## Work to be completed
Down to the last character, repeat the entries beneath this task.

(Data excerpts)
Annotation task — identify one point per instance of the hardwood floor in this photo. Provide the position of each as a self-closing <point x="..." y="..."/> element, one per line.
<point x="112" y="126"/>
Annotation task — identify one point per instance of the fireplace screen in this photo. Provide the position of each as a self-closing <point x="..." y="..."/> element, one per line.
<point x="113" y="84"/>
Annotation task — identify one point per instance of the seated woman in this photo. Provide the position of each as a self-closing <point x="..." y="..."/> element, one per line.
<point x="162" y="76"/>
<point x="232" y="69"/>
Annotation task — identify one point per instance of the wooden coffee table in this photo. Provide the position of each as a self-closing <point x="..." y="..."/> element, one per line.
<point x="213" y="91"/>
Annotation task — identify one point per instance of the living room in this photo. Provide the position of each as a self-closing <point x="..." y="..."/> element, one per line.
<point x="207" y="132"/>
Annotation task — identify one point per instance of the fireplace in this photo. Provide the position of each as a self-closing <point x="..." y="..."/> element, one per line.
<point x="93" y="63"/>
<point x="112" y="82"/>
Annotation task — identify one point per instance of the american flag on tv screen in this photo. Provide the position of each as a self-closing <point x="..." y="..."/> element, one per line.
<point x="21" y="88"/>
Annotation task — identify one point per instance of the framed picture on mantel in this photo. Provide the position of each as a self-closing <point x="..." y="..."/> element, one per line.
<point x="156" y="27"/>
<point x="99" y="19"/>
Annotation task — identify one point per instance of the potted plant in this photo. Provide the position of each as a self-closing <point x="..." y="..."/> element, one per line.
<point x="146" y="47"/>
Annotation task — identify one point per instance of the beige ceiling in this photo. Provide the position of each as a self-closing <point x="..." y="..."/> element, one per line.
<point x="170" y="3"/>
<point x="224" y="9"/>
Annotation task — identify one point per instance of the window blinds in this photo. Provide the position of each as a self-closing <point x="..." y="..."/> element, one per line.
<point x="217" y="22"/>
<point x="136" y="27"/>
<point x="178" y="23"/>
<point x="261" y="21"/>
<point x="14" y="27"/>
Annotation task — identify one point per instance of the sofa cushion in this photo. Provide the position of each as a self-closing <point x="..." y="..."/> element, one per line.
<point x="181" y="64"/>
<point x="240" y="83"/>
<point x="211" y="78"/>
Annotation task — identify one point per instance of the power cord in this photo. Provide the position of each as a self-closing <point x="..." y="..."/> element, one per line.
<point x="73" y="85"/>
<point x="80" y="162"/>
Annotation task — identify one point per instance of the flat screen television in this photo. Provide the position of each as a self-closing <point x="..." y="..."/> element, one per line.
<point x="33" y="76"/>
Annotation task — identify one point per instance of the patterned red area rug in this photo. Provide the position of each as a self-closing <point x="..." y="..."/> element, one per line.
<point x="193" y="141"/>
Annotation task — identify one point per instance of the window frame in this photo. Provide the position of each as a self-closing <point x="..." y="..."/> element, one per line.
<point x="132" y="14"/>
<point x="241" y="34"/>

## Exercise result
Annotation task — identify one point per instance of the hardwood floor in this photo. Provide the position of each as a self-closing <point x="..." y="..."/> element, one per line.
<point x="112" y="126"/>
Annotation task — identify one point per instance of the fireplace screen in this photo. Provide the position of each as a self-closing <point x="..." y="..."/> element, one per line.
<point x="113" y="84"/>
Annotation task — identify one point per instance of the seated woman in this photo. Provide the position of each as a self-closing <point x="..." y="..."/> element, one per line.
<point x="162" y="76"/>
<point x="232" y="69"/>
Annotation task — identify one point per instance of the wooden coffee table in this photo. Provide the position of each as a self-closing <point x="..." y="..."/> element, one per line.
<point x="213" y="91"/>
Annotation task — identify one point per instance of the living room in this photo. Provide the position of each as a self-closing <point x="..." y="..."/> element, one per line.
<point x="207" y="132"/>
Annotation task — identify one point per instance of the fireplace in this photo. Provide the position of each as a self-closing <point x="..." y="..."/> element, one per line.
<point x="93" y="63"/>
<point x="112" y="82"/>
Annotation task — identify one point per instance of the american flag on tv screen in this photo. Provide the position of each as a self-closing <point x="..." y="..."/> element, one per line.
<point x="21" y="88"/>
Annotation task — identify one point per instance of the framed picture on mantel in this photo. Provide the position of each as a self-closing <point x="..." y="..."/> element, one per line.
<point x="156" y="27"/>
<point x="99" y="19"/>
Annotation task — identify one point per instance of the potted plant in this photo. Provide the position of each as a self-closing <point x="..." y="..."/> element, one per line.
<point x="146" y="47"/>
Annotation task — identify one point per instance of the beige ceiling in this photo. Provide the position of each as a self-closing <point x="..." y="..."/> element, one per line.
<point x="170" y="3"/>
<point x="224" y="9"/>
Annotation task — identify one point per instance of the window blinds in this photo. Provide the position of each as a self-closing <point x="..." y="..."/> element, one per line.
<point x="217" y="22"/>
<point x="136" y="27"/>
<point x="178" y="23"/>
<point x="261" y="21"/>
<point x="14" y="27"/>
Annotation task — identify one point per instance of the sofa cushion in this photo. Provide the position of each as a self-closing <point x="..." y="..."/> element, one per line.
<point x="181" y="64"/>
<point x="240" y="83"/>
<point x="211" y="78"/>
Annotation task — identify one point per instance of the power cord in this photo. Provide the position of each as a self-closing <point x="..." y="..."/> element, one per line.
<point x="73" y="85"/>
<point x="80" y="162"/>
Annotation task — identify one point per instance of the flat screen television in this photo. Provide the position of each as a self-closing <point x="..." y="..."/> element, one per line.
<point x="33" y="76"/>
Annotation task — identify one point per instance of the patterned red area rug in this photo. Provide the position of each as a self-closing <point x="..." y="..."/> element, one per line.
<point x="193" y="141"/>
Annotation task — identify one point per instance of the window frame in this photo. Provide the position of each as a self-closing <point x="..." y="..."/> element, one per line.
<point x="132" y="14"/>
<point x="241" y="34"/>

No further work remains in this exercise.